## ASSIGNED TASK
Copy out the article about the online safety bill word for word, from its headline through its final sentence.

## PASSAGE PROVIDED

****

Three new criminal offences added to online safety bill
Social networks could be fined up to 10% of their global turnover if government’s online safety bill is passed.
The companies will also need to be proactive in removing harmful content, under the new changes.
The bill covers topics like revenge porn, human trafficking, extremism and promoting suicide online.
Websites that host user-generated content, like Facebook and Twitter, will be required to swiftly remove illegal content once it’s reported to them.
But now they’ll have to place proactive measures to stop illegal activity.
The issue’s become a hot topic with incidents like racist abuse of footballers, revenge porn and cyberflashing, and covid disinformation being highlighted as key safety concerns for social media companies to address.
Culture Secretary Nadine Dorries urges for the online platforms to start implementing the changes now rather than later, when the bill is in force.
“They can start doing what they need to do to remove those harmful algorithms and to remove much of the damage that they do, particularly to young people and to society as a whole.”
Nadine Dorries, Culture Secretary
The minster added that the move would hold social media companies to account for the first time.
Judy Thomas, whose daughter Frankie took her own life aged 15 in September 2018, said she had access distressing material on her school computer and tablet in the hours and months before her death. Ms Thomas calls for mandatory age verification to protect children online and says all websites should be included in the bill and not just the larger platforms.

****

## INFORMATION SHOWN
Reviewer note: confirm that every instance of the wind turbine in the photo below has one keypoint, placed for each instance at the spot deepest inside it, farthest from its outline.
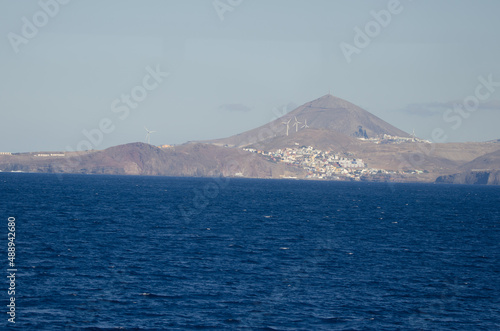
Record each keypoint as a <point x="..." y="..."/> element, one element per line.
<point x="305" y="124"/>
<point x="287" y="125"/>
<point x="148" y="134"/>
<point x="296" y="124"/>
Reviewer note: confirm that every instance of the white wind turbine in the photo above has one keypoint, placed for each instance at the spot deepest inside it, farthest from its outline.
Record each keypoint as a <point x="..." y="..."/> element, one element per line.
<point x="148" y="134"/>
<point x="296" y="124"/>
<point x="305" y="124"/>
<point x="287" y="125"/>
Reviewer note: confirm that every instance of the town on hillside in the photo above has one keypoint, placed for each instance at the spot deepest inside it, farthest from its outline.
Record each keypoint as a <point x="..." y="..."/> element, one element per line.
<point x="321" y="164"/>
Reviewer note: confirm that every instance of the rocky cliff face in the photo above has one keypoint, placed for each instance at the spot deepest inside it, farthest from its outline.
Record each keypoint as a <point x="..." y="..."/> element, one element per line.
<point x="472" y="177"/>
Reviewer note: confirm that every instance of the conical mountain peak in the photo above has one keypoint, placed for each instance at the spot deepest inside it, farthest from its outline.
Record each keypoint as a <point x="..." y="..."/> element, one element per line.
<point x="327" y="113"/>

****

## ANSWER SECTION
Three new criminal offences added to online safety bill
Social networks could be fined up to 10% of their global turnover if government’s online safety bill is passed.
The companies will also need to be proactive in removing harmful content, under the new changes.
The bill covers topics like revenge porn, human trafficking, extremism and promoting suicide online.
Websites that host user-generated content, like Facebook and Twitter, will be required to swiftly remove illegal content once it’s reported to them.
But now they’ll have to place proactive measures to stop illegal activity.
The issue’s become a hot topic with incidents like racist abuse of footballers, revenge porn and cyberflashing, and covid disinformation being highlighted as key safety concerns for social media companies to address.
Culture Secretary Nadine Dorries urges for the online platforms to start implementing the changes now rather than later, when the bill is in force.
“They can start doing what they need to do to remove those harmful algorithms and to remove much of the damage that they do, particularly to young people and to society as a whole.”
Nadine Dorries, Culture Secretary
The minster added that the move would hold social media companies to account for the first time.
Judy Thomas, whose daughter Frankie took her own life aged 15 in September 2018, said she had access distressing material on her school computer and tablet in the hours and months before her death. Ms Thomas calls for mandatory age verification to protect children online and says all websites should be included in the bill and not just the larger platforms.